● **Work order**:
Answer these questions about the article on news coverage of climate change below.
(a) What job did Cristine Russell hold before becoming a senior fellow at the Belfer Center?
(b) When did climate change coverage begin to change dramatically, according to her research?
(c) Between which two periods did coverage in The New York Times and The Washington Post nearly triple?
*** Opening of Extracted text ***
|
Man Bites Planet
News coverage of climate change
Climate change had always been a difficult story to infect with urgency, says Cristine Russell, a former national science reporter for The Washington Post and now a senior fellow at the Belfer Center researching media coverage of science.
In the more than three decades since reports on changes in the earth's weather began appearing, stories were often buried deep in science sections, or they were focused on whether the phenomenon was happening at all.
That began to change dramatically in early 2006, according to new research by Russell. Coverage in The New York Times and The Washington Post nearly tripled between the first quarter of 2006 and mid-2007 (see chart). Regional newspapers, national news magazines, and television news programs also showed dramatic increases.
*** Close of Extracted text ***
*** Opening of Information shown ***
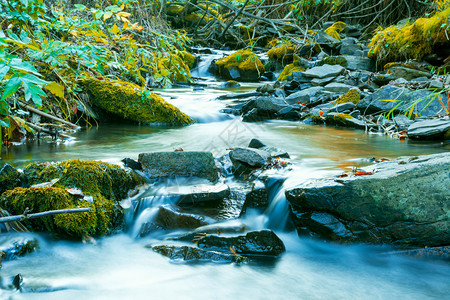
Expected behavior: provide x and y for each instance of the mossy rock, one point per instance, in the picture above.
(52, 198)
(243, 65)
(106, 183)
(333, 60)
(132, 102)
(353, 95)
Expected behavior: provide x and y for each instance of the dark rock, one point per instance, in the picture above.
(182, 163)
(9, 178)
(338, 87)
(402, 100)
(197, 193)
(249, 156)
(303, 96)
(14, 245)
(131, 163)
(263, 242)
(172, 218)
(324, 71)
(233, 96)
(191, 254)
(255, 143)
(429, 129)
(405, 202)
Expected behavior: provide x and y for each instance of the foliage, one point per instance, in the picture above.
(414, 40)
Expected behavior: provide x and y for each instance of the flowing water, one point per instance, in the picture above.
(120, 267)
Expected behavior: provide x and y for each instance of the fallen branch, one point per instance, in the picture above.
(43, 114)
(26, 216)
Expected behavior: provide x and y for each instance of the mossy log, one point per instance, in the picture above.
(107, 184)
(132, 102)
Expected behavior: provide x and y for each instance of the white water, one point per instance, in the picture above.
(120, 267)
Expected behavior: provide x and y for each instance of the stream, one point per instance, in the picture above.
(120, 267)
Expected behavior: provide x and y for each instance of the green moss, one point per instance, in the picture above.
(51, 198)
(333, 60)
(132, 102)
(106, 183)
(353, 95)
(243, 60)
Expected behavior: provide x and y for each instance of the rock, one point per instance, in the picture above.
(169, 217)
(119, 99)
(343, 107)
(197, 193)
(324, 71)
(266, 88)
(267, 106)
(405, 201)
(190, 254)
(229, 227)
(249, 156)
(357, 63)
(345, 120)
(181, 163)
(407, 73)
(255, 143)
(402, 122)
(403, 98)
(338, 87)
(429, 129)
(234, 96)
(303, 96)
(14, 245)
(9, 178)
(322, 81)
(263, 242)
(131, 163)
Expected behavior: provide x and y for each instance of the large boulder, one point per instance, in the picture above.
(405, 201)
(401, 100)
(126, 100)
(180, 163)
(430, 129)
(263, 242)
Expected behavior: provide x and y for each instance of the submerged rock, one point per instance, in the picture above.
(182, 163)
(430, 129)
(405, 202)
(191, 254)
(132, 102)
(263, 242)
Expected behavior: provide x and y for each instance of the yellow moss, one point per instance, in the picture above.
(335, 29)
(333, 60)
(53, 198)
(132, 102)
(106, 183)
(283, 53)
(188, 59)
(243, 60)
(414, 40)
(353, 95)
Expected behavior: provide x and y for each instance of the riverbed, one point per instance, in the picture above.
(120, 267)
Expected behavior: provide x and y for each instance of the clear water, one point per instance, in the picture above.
(120, 267)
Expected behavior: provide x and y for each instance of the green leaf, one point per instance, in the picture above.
(11, 87)
(34, 93)
(3, 71)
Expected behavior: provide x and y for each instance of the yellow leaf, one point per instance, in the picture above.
(115, 29)
(124, 14)
(56, 89)
(107, 15)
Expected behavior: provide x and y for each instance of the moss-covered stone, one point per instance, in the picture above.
(333, 60)
(353, 95)
(106, 183)
(132, 102)
(248, 65)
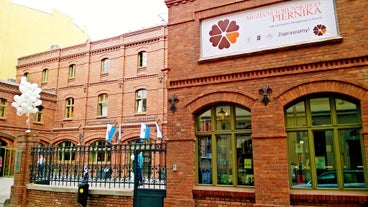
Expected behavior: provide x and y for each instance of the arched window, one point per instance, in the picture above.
(100, 151)
(3, 103)
(45, 75)
(142, 59)
(66, 151)
(38, 116)
(224, 146)
(69, 108)
(72, 69)
(105, 65)
(325, 143)
(140, 100)
(102, 105)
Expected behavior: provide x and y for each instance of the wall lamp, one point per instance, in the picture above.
(265, 90)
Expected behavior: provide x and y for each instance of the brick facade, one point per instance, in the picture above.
(338, 67)
(120, 84)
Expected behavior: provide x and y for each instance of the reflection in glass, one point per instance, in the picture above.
(223, 117)
(224, 161)
(350, 147)
(204, 121)
(299, 155)
(244, 160)
(205, 160)
(295, 115)
(346, 112)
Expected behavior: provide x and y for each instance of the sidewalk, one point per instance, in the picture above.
(5, 185)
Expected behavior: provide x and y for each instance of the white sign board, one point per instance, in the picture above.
(269, 27)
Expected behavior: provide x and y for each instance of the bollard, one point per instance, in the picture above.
(83, 188)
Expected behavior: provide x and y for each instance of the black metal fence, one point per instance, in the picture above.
(107, 166)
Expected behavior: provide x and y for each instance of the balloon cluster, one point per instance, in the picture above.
(28, 101)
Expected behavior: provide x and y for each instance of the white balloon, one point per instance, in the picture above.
(15, 104)
(38, 102)
(17, 98)
(38, 90)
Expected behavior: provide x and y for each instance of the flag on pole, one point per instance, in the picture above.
(159, 134)
(120, 131)
(145, 131)
(110, 131)
(118, 135)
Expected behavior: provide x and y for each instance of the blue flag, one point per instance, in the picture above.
(145, 131)
(110, 131)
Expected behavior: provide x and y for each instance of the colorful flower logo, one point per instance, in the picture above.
(224, 33)
(320, 30)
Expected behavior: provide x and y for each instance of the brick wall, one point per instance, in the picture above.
(339, 67)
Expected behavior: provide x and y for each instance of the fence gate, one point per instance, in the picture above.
(149, 175)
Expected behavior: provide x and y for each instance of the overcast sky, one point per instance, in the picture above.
(106, 18)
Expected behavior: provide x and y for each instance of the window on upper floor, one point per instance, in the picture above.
(105, 65)
(221, 130)
(72, 69)
(3, 103)
(66, 151)
(38, 116)
(142, 59)
(325, 144)
(100, 151)
(45, 75)
(141, 101)
(102, 105)
(69, 108)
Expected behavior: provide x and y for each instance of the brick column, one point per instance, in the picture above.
(25, 141)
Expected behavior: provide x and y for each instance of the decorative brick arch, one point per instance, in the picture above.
(333, 86)
(218, 97)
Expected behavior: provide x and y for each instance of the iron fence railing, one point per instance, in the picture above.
(109, 166)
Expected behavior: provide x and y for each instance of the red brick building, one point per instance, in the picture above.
(119, 81)
(269, 103)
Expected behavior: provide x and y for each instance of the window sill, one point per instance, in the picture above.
(308, 197)
(224, 192)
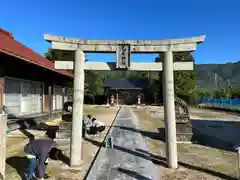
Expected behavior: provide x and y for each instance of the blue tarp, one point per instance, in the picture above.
(221, 101)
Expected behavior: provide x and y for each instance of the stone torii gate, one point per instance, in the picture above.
(124, 48)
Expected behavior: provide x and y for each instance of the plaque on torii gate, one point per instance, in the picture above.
(123, 50)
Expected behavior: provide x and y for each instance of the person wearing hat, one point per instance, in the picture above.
(37, 152)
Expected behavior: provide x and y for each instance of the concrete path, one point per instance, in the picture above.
(128, 159)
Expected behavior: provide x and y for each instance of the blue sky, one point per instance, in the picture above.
(128, 19)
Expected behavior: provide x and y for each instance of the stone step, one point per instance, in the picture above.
(183, 128)
(184, 137)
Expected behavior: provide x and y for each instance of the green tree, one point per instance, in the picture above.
(93, 83)
(185, 81)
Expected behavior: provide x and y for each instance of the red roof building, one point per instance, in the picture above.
(14, 48)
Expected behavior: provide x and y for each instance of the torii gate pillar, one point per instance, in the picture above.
(78, 99)
(123, 49)
(169, 110)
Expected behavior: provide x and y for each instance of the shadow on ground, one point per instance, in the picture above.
(18, 163)
(158, 160)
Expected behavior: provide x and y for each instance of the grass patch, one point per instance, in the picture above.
(195, 161)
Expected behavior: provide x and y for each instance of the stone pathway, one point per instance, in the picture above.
(128, 159)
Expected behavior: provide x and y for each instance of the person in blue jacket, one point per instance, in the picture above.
(37, 151)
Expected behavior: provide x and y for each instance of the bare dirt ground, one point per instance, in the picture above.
(16, 162)
(195, 161)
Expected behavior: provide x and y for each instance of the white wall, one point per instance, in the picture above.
(58, 96)
(22, 97)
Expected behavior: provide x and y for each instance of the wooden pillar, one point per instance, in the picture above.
(117, 100)
(63, 97)
(3, 139)
(50, 101)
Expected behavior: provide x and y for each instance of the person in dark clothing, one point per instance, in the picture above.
(37, 152)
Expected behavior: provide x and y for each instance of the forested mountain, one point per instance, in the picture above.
(218, 75)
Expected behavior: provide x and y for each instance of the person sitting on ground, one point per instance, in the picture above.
(100, 125)
(88, 124)
(37, 151)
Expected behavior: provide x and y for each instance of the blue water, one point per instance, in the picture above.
(224, 103)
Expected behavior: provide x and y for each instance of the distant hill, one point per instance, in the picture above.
(220, 75)
(208, 75)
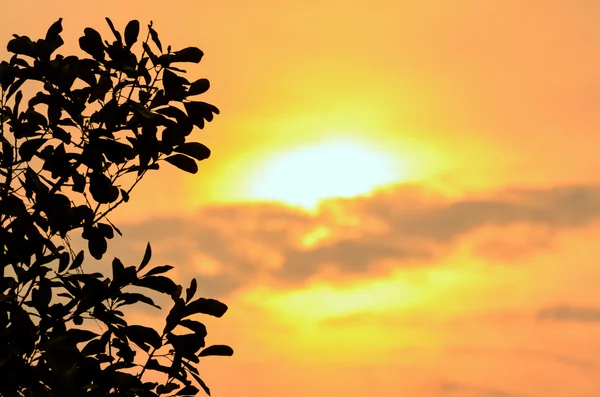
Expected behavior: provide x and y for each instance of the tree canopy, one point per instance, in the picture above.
(69, 155)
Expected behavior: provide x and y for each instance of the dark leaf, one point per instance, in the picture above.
(143, 336)
(97, 246)
(195, 326)
(129, 298)
(115, 31)
(30, 147)
(188, 54)
(77, 261)
(189, 292)
(195, 150)
(125, 196)
(54, 30)
(199, 87)
(146, 259)
(188, 391)
(168, 388)
(183, 163)
(216, 350)
(22, 45)
(155, 39)
(158, 270)
(81, 335)
(13, 88)
(157, 283)
(63, 262)
(131, 33)
(78, 182)
(201, 383)
(200, 111)
(211, 307)
(91, 43)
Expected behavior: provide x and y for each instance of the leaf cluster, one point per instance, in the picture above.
(64, 156)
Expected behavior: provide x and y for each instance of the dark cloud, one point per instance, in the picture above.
(570, 314)
(412, 226)
(559, 207)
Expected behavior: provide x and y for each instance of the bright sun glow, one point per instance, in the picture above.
(310, 174)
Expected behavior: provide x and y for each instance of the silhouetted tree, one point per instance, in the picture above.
(68, 157)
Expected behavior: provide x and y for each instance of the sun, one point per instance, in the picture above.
(305, 176)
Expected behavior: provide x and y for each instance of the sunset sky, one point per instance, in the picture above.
(403, 197)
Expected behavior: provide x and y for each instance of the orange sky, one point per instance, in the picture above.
(471, 271)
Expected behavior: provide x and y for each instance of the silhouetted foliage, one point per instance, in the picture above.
(66, 156)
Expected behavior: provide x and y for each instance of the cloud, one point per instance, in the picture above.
(451, 388)
(231, 245)
(565, 313)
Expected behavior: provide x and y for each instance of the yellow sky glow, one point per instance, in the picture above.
(306, 175)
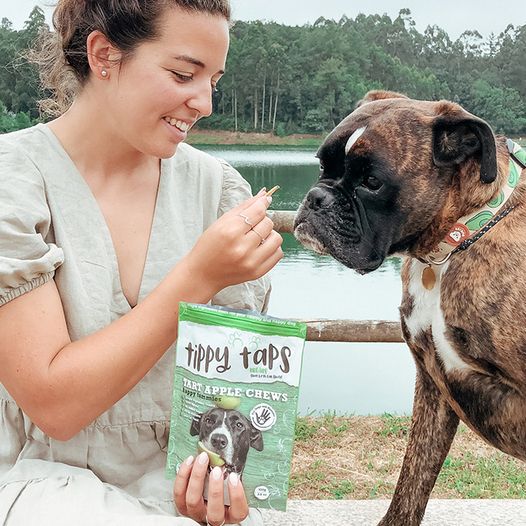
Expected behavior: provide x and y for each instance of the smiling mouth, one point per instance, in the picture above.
(180, 125)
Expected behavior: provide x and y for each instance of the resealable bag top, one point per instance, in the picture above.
(235, 396)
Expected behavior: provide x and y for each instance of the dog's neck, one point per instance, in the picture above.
(464, 221)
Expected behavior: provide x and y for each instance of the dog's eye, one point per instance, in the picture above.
(372, 183)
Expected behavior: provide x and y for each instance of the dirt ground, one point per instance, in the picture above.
(360, 458)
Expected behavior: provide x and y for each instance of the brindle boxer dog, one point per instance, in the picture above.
(396, 176)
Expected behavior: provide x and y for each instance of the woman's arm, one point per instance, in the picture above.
(64, 385)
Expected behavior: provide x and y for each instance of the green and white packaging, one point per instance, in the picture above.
(235, 395)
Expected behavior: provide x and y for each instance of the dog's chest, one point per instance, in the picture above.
(423, 314)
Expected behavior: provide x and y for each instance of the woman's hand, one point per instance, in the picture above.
(188, 494)
(240, 246)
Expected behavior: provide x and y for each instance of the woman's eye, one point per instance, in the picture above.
(372, 183)
(182, 77)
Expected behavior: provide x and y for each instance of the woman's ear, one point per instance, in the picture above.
(458, 137)
(102, 54)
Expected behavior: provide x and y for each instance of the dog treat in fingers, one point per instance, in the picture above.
(235, 397)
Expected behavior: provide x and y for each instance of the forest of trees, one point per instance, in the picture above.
(305, 79)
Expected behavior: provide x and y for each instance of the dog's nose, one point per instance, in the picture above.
(319, 198)
(219, 441)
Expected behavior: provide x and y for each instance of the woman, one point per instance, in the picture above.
(107, 222)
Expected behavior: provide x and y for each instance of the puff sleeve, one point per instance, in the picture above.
(26, 260)
(251, 295)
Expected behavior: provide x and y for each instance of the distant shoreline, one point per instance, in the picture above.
(229, 138)
(223, 137)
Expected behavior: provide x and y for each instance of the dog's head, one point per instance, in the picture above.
(393, 175)
(229, 434)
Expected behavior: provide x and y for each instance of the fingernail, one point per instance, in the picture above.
(233, 478)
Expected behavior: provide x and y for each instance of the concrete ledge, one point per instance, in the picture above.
(369, 512)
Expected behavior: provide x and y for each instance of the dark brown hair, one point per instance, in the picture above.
(62, 55)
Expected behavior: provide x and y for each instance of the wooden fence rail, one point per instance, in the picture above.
(321, 330)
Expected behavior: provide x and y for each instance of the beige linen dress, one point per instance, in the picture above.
(51, 227)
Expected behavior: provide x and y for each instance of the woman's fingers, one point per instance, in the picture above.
(195, 504)
(238, 509)
(181, 485)
(215, 509)
(262, 230)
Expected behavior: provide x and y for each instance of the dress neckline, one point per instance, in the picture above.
(81, 186)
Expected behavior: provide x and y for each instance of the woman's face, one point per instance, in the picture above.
(159, 92)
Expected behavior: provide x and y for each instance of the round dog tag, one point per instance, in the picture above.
(428, 278)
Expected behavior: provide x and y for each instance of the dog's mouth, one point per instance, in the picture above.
(338, 235)
(301, 232)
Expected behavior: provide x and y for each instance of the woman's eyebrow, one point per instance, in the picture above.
(194, 61)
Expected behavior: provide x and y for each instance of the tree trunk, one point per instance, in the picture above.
(255, 109)
(235, 110)
(263, 100)
(275, 105)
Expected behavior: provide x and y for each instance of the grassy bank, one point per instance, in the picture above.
(360, 457)
(218, 137)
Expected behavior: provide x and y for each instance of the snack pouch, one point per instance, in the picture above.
(235, 396)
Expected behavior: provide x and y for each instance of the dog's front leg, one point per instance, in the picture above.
(433, 428)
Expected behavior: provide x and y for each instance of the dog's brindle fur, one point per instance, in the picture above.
(438, 163)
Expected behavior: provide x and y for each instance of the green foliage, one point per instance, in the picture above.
(306, 79)
(497, 477)
(395, 425)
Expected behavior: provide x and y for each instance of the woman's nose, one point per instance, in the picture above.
(201, 101)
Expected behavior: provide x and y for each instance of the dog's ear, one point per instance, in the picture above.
(196, 425)
(379, 95)
(256, 439)
(459, 136)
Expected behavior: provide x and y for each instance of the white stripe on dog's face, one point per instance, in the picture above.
(228, 453)
(353, 138)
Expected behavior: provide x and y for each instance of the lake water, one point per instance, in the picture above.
(344, 378)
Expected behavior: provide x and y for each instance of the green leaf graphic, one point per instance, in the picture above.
(479, 220)
(499, 199)
(513, 179)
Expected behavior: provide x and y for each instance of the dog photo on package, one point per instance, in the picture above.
(235, 397)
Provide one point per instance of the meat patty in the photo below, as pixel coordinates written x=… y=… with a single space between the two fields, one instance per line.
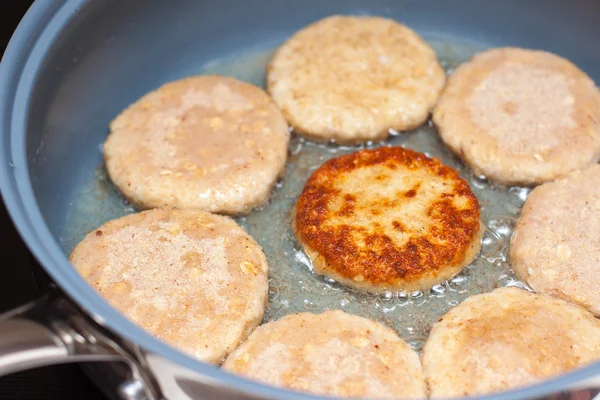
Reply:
x=388 y=219
x=207 y=142
x=332 y=353
x=507 y=339
x=520 y=116
x=556 y=244
x=351 y=79
x=193 y=279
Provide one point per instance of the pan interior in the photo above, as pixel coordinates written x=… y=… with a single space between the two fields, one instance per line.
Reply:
x=294 y=287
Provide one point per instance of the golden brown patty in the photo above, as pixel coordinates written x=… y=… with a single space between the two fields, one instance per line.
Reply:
x=388 y=219
x=193 y=279
x=520 y=116
x=332 y=353
x=207 y=142
x=351 y=79
x=506 y=339
x=556 y=244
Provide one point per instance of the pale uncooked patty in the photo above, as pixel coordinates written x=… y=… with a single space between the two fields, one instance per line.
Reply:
x=388 y=219
x=520 y=116
x=191 y=278
x=506 y=339
x=556 y=243
x=207 y=142
x=332 y=353
x=351 y=79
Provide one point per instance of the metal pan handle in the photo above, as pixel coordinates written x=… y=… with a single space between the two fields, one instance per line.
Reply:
x=53 y=331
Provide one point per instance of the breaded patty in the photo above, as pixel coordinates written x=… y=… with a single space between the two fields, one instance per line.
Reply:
x=193 y=279
x=351 y=79
x=388 y=219
x=556 y=243
x=332 y=353
x=207 y=142
x=520 y=116
x=506 y=339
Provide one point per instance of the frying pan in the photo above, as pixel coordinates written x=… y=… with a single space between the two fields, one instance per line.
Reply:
x=72 y=65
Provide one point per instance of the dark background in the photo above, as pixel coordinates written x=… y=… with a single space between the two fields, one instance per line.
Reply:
x=22 y=280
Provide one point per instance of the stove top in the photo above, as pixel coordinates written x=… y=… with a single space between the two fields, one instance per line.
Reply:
x=22 y=279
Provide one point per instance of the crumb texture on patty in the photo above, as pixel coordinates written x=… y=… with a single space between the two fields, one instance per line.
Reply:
x=388 y=219
x=332 y=353
x=507 y=339
x=351 y=79
x=207 y=142
x=193 y=279
x=556 y=244
x=520 y=116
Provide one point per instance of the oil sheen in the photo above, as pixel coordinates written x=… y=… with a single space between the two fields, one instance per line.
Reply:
x=294 y=287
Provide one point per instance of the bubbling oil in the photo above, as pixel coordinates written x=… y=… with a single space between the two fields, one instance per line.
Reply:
x=293 y=285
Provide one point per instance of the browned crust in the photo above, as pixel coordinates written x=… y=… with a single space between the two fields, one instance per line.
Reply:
x=381 y=262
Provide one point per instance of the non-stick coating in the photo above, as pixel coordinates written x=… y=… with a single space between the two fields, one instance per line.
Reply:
x=73 y=65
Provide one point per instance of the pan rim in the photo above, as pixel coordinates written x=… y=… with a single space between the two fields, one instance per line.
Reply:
x=22 y=59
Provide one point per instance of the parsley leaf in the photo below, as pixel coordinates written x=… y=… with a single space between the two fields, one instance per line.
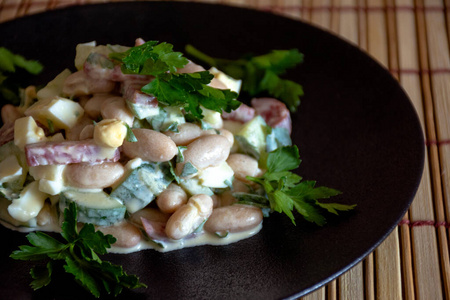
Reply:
x=261 y=73
x=12 y=67
x=80 y=255
x=190 y=91
x=187 y=90
x=150 y=58
x=286 y=191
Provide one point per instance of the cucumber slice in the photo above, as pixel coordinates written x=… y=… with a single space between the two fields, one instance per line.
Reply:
x=192 y=186
x=142 y=185
x=252 y=137
x=94 y=207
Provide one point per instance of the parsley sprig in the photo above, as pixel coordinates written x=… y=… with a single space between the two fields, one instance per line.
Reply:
x=261 y=74
x=12 y=69
x=286 y=191
x=190 y=90
x=81 y=256
x=187 y=90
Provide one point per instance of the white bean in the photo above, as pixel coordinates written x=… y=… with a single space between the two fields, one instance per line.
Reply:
x=150 y=146
x=116 y=108
x=89 y=176
x=127 y=234
x=149 y=213
x=187 y=133
x=10 y=113
x=171 y=198
x=73 y=134
x=243 y=166
x=234 y=218
x=189 y=216
x=222 y=132
x=206 y=151
x=87 y=132
x=93 y=105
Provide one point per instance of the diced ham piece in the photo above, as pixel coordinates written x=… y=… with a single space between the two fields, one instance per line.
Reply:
x=243 y=114
x=67 y=152
x=131 y=90
x=80 y=84
x=274 y=112
x=6 y=133
x=155 y=230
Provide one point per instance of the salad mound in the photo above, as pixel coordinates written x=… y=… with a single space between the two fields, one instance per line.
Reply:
x=154 y=149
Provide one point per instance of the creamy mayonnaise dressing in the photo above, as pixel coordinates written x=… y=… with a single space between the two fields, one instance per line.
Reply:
x=199 y=239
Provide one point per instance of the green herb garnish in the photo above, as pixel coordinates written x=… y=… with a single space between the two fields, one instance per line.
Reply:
x=189 y=90
x=11 y=79
x=261 y=74
x=286 y=190
x=81 y=256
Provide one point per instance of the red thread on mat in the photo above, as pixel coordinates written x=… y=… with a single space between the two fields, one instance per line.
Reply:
x=420 y=72
x=351 y=8
x=438 y=143
x=424 y=223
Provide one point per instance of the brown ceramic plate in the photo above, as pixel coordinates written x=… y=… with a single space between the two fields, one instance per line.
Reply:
x=356 y=130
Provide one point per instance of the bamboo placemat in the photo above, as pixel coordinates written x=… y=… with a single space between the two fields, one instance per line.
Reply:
x=411 y=39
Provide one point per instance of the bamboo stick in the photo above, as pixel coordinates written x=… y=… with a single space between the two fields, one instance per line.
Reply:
x=369 y=280
x=405 y=238
x=424 y=36
x=426 y=270
x=316 y=295
x=387 y=258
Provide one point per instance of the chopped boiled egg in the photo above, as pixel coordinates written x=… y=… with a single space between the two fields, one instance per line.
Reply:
x=219 y=176
x=110 y=133
x=60 y=112
x=10 y=169
x=29 y=204
x=26 y=132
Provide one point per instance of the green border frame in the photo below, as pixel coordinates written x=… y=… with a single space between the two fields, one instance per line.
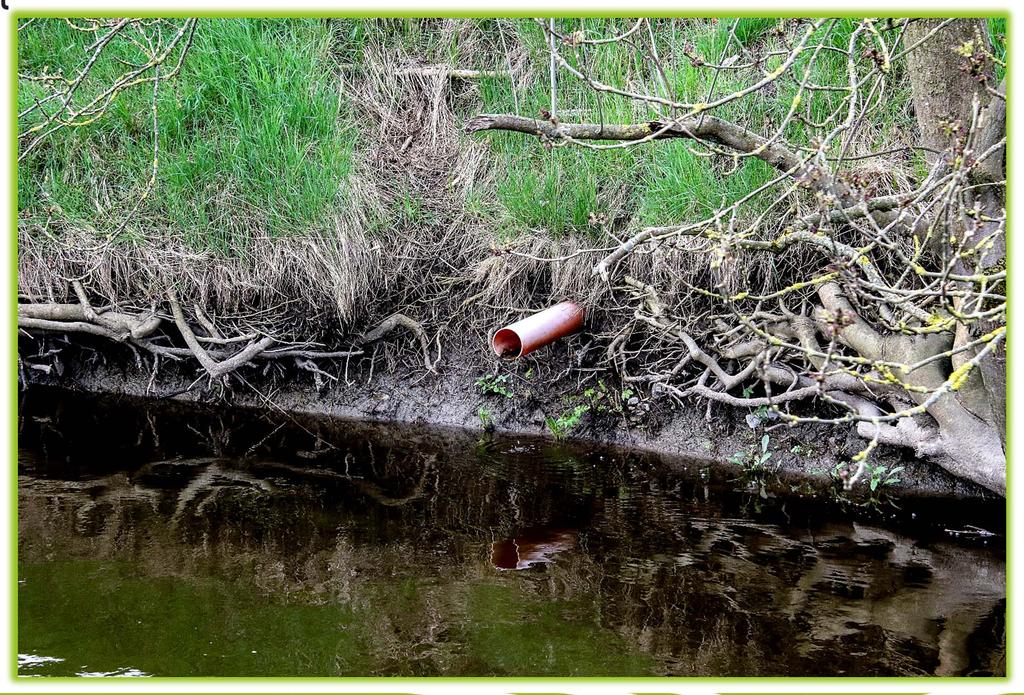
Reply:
x=675 y=682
*** Close of Information shown ***
● **Solution**:
(a) She was a national science reporter for The Washington Post.
(b) Early 2006.
(c) Between the first quarter of 2006 and mid-2007.